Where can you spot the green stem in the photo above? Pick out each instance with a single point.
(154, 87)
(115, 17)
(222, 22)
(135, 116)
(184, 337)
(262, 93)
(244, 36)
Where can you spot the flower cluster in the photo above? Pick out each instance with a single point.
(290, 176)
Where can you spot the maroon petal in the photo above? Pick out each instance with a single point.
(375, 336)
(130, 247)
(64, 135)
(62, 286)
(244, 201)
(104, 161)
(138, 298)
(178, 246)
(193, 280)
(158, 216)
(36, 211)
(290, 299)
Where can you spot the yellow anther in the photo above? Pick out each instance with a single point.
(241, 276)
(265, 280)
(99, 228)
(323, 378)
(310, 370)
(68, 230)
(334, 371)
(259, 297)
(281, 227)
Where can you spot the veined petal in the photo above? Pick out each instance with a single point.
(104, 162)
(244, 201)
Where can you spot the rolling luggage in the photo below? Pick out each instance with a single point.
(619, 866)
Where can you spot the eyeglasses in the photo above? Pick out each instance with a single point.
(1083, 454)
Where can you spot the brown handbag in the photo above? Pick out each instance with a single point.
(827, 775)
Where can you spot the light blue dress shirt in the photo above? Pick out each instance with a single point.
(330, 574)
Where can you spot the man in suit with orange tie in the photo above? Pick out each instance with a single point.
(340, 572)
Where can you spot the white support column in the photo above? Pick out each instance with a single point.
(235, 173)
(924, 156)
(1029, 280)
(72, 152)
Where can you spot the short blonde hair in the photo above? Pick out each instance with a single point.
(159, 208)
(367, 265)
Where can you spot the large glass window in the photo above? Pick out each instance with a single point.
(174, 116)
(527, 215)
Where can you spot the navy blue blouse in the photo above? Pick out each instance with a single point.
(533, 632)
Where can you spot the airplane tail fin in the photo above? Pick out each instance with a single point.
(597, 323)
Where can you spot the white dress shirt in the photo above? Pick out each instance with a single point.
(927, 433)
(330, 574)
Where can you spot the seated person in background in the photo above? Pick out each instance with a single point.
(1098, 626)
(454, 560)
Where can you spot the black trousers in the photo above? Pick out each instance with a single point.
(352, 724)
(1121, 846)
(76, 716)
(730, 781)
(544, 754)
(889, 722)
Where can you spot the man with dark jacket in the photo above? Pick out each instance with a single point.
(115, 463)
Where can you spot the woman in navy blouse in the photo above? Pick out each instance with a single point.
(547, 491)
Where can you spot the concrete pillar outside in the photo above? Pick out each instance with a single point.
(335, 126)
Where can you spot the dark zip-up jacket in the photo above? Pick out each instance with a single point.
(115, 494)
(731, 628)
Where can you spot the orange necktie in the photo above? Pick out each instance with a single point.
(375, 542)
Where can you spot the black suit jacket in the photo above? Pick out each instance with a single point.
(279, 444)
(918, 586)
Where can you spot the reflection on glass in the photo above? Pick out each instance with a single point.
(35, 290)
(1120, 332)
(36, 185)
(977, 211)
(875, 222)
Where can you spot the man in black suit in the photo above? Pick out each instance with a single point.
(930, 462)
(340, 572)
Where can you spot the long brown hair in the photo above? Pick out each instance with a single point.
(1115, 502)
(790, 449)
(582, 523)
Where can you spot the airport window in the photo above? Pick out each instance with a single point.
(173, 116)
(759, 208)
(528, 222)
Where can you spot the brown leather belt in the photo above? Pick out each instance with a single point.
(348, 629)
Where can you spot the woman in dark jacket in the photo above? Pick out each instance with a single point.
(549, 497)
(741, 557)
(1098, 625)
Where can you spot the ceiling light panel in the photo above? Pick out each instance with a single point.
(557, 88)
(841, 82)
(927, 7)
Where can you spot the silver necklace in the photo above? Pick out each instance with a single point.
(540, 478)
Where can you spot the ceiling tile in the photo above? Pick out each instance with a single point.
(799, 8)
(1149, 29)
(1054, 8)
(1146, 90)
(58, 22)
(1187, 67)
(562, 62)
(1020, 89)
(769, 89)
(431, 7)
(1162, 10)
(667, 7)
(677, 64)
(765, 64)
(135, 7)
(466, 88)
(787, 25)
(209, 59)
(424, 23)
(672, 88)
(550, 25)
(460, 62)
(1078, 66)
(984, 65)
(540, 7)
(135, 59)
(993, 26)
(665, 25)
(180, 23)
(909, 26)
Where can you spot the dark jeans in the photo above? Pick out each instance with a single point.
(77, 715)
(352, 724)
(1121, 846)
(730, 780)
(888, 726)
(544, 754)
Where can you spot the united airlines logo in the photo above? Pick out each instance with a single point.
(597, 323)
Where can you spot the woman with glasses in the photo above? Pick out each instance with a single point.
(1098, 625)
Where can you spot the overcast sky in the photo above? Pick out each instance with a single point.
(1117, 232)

--- CHALLENGE ---
Rewrite all of the data above as a numbered list, dropping any blank lines.

--- FULL SOLUTION ---
1. Where can you spot the green stem in the photo above? Pick out each instance with a single point.
2. (154, 87)
3. (115, 17)
4. (222, 22)
5. (135, 116)
6. (184, 337)
7. (262, 93)
8. (244, 36)
9. Where can you spot the flower cluster in the photo above? Pick out each instance with a single point.
10. (290, 176)
11. Where can you spot the maroon petal in the photo above? Pick out each instance with a single point.
12. (375, 336)
13. (130, 247)
14. (64, 135)
15. (62, 286)
16. (244, 201)
17. (104, 161)
18. (138, 298)
19. (178, 246)
20. (193, 280)
21. (158, 216)
22. (36, 211)
23. (290, 299)
24. Where can you spot the yellow anther in the photo above? Pick out each instance with a single point.
25. (241, 276)
26. (265, 280)
27. (99, 228)
28. (323, 378)
29. (310, 370)
30. (68, 230)
31. (334, 371)
32. (259, 297)
33. (281, 227)
34. Where can you spot the veined petal in the photo above? Pick out each instance with a single point.
35. (104, 162)
36. (244, 201)
37. Where can you spot the rolling luggage in the photo below? Pick out each instance with a single point.
38. (619, 866)
39. Where can you spot the eyeglasses in the photo above? Pick out each instance with a single point.
40. (1083, 454)
41. Where can you spot the brown handbag in the photo above? Pick out each instance with a single point.
42. (827, 775)
43. Where can you spot the light blue dress shirt in the photo above? Pick out each instance with a single point.
44. (330, 574)
45. Where can you spot the man in suit with orange tie in the photo above? Pick out each instance with a single point.
46. (340, 572)
47. Where can you spot the white support column in the photo above? Pick out each instance with a single point.
48. (235, 173)
49. (924, 156)
50. (1029, 280)
51. (72, 152)
52. Where can you spot the short blonde hair in the photo above? Pick out each instance with a single point.
53. (159, 208)
54. (367, 265)
55. Where can you spot the large glass window in the photo above? Pick out each instance with a single point.
56. (174, 116)
57. (527, 215)
58. Where can you spot the navy blue blouse in the photo above? Pick out each instance with a single point.
59. (533, 632)
60. Where can you spot the airplane tail fin in the photo above? Pick out each instance with a single point.
61. (597, 323)
62. Where can you spot the white dress shirt in the photo above? Pick out each instance with a single point.
63. (927, 433)
64. (330, 574)
65. Where can you spot the seated person in background in the photo above? Pick out each instance with a single point.
66. (1098, 626)
67. (454, 560)
68. Where can you spot the black trousers in the photo above? Pick out each instance with a single point.
69. (352, 724)
70. (1121, 846)
71. (76, 716)
72. (730, 781)
73. (544, 754)
74. (889, 722)
75. Where can you spot the man with dark jacket in the photo above? Pick out each instance with a single point.
76. (115, 463)
77. Where can you spot the woman in navy blouse in the photo above? Pick out each instance with a single point.
78. (547, 491)
79. Where can you spot the concrete pillar outside in the photo above? Pick out each instance with a single point.
80. (335, 126)
81. Where can you spot the dark zip-up jacket in the photo above? Pick out each instance with a single point.
82. (115, 494)
83. (731, 628)
84. Where can you spot the orange necktie in the photo above? Pick out each instance with a single point.
85. (375, 542)
86. Where can you spot the black suit jacket in the photo above? Pick out each instance with a single point.
87. (279, 444)
88. (918, 586)
89. Where can you spot the reflection on glass in the photo above? Pick out each instance with a single point.
90. (35, 290)
91. (1120, 332)
92. (36, 185)
93. (977, 211)
94. (875, 222)
95. Where can you spot the man in black suit in the photo above? Pick out each instance with a single point.
96. (930, 462)
97. (340, 572)
98. Where can you spot the long brown hair in the photo above? Pick out each instance with a single point.
99. (1115, 502)
100. (790, 449)
101. (582, 523)
102. Where can you spot the airport window in the photo above? Pick out each instance with a single point.
103. (173, 116)
104. (759, 208)
105. (528, 222)
106. Where can you spot the brown leather belt in the photo above? Pick out each instance with a single point.
107. (348, 629)
108. Where can you spot the woman in dark jacket in the photo above? Pick out each instance with a single point.
109. (549, 497)
110. (741, 557)
111. (1098, 625)
112. Where can you spot the ceiling light panel in the photo above? Pick out each instance with a single point.
113. (557, 88)
114. (841, 82)
115. (927, 7)
116. Where can you spot the silver necklace in the photo above? Pick out each instance with a single point.
117. (540, 478)
118. Where can you spot the ceiling tile in the photo above? Pick out each instance with a single point.
119. (799, 8)
120. (1149, 29)
121. (1054, 8)
122. (1146, 90)
123. (58, 22)
124. (1187, 67)
125. (562, 62)
126. (1020, 89)
127. (769, 89)
128. (431, 7)
129. (1162, 10)
130. (667, 7)
131. (677, 64)
132. (765, 64)
133. (135, 7)
134. (466, 88)
135. (787, 25)
136. (209, 59)
137. (424, 23)
138. (672, 88)
139. (550, 25)
140. (460, 62)
141. (1078, 66)
142. (984, 65)
143. (540, 7)
144. (135, 59)
145. (993, 26)
146. (665, 25)
147. (180, 23)
148. (909, 26)
149. Where can you spot the dark jeans in the photo above? Pick out each instance with a single point.
150. (77, 715)
151. (352, 724)
152. (1121, 846)
153. (730, 780)
154. (888, 726)
155. (544, 754)
156. Where can you spot the united airlines logo in the photo above? Pick out each instance with a single point.
157. (597, 323)
158. Where can you spot the woman with glasses in the photo above? Pick out each instance with a single point.
159. (1098, 625)
160. Where can you spot the overcast sky in the photo above? Pick out each instance with a single point.
161. (1117, 232)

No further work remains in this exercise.